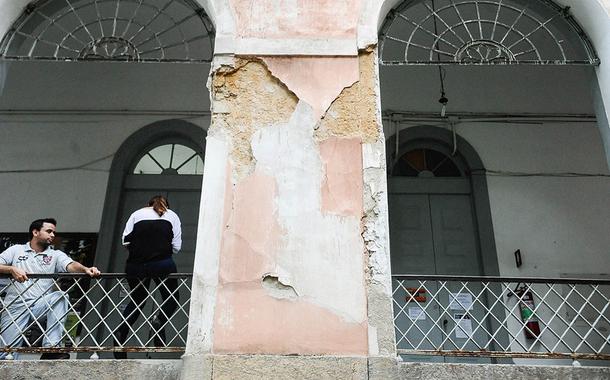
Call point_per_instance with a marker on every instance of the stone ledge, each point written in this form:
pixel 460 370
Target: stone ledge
pixel 245 367
pixel 221 367
pixel 90 369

**Task details:** Print the records again exactly. Skip every picture.

**Final answer:**
Call point_per_instance with a marker on every instance of the stone ledge, each point written in this form:
pixel 460 370
Target: stone ledge
pixel 245 367
pixel 221 367
pixel 90 369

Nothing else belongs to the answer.